• [Your goal]:
Rescale all of the lines below by writing each one out in full, with every box coordinate in the answers multiplied by 0.6 and rounded to a whole number, halves rounded up. Leave the pictures out of your answer.

Stored entries
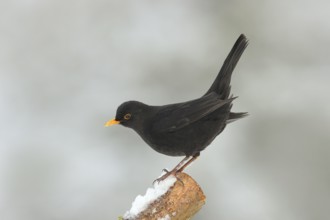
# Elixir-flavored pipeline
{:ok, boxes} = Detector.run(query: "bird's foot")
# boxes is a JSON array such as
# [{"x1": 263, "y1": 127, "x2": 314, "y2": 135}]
[{"x1": 153, "y1": 169, "x2": 183, "y2": 184}]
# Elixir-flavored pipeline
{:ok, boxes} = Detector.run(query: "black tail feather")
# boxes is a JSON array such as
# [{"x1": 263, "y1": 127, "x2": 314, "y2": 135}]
[
  {"x1": 205, "y1": 34, "x2": 248, "y2": 100},
  {"x1": 226, "y1": 112, "x2": 248, "y2": 124}
]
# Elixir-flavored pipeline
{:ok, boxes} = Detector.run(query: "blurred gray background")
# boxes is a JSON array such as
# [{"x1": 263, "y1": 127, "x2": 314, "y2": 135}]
[{"x1": 0, "y1": 0, "x2": 330, "y2": 220}]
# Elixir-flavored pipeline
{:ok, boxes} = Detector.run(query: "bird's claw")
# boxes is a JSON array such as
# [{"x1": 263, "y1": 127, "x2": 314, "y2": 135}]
[{"x1": 153, "y1": 169, "x2": 184, "y2": 185}]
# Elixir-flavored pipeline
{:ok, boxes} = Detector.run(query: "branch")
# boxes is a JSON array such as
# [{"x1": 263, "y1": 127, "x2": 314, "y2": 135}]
[{"x1": 123, "y1": 173, "x2": 205, "y2": 220}]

• [Written solution]:
# Elixir-flavored pipeline
{:ok, boxes} = Detector.run(query: "bird's foot")
# boxes is a JSON array such as
# [{"x1": 263, "y1": 127, "x2": 314, "y2": 135}]
[{"x1": 92, "y1": 101, "x2": 110, "y2": 110}]
# Elixir-flavored pipeline
{:ok, boxes} = Detector.run(query: "black tail feather")
# boxes is a JSON array such as
# [{"x1": 263, "y1": 127, "x2": 314, "y2": 135}]
[
  {"x1": 123, "y1": 20, "x2": 149, "y2": 60},
  {"x1": 136, "y1": 67, "x2": 149, "y2": 74}
]
# Elixir-flavored pipeline
{:ok, boxes} = Detector.run(query: "blurred gray background")
# boxes is a JSON array such as
# [{"x1": 263, "y1": 127, "x2": 314, "y2": 135}]
[{"x1": 0, "y1": 0, "x2": 198, "y2": 132}]
# Elixir-flavored pipeline
{:ok, boxes} = Detector.run(query: "bird's claw")
# boxes is a JSON array such as
# [{"x1": 263, "y1": 127, "x2": 314, "y2": 135}]
[{"x1": 92, "y1": 101, "x2": 110, "y2": 111}]
# Elixir-flavored pipeline
{:ok, boxes} = Detector.run(query: "branch")
# boxes is a JSON array such as
# [{"x1": 263, "y1": 127, "x2": 314, "y2": 135}]
[{"x1": 74, "y1": 104, "x2": 123, "y2": 132}]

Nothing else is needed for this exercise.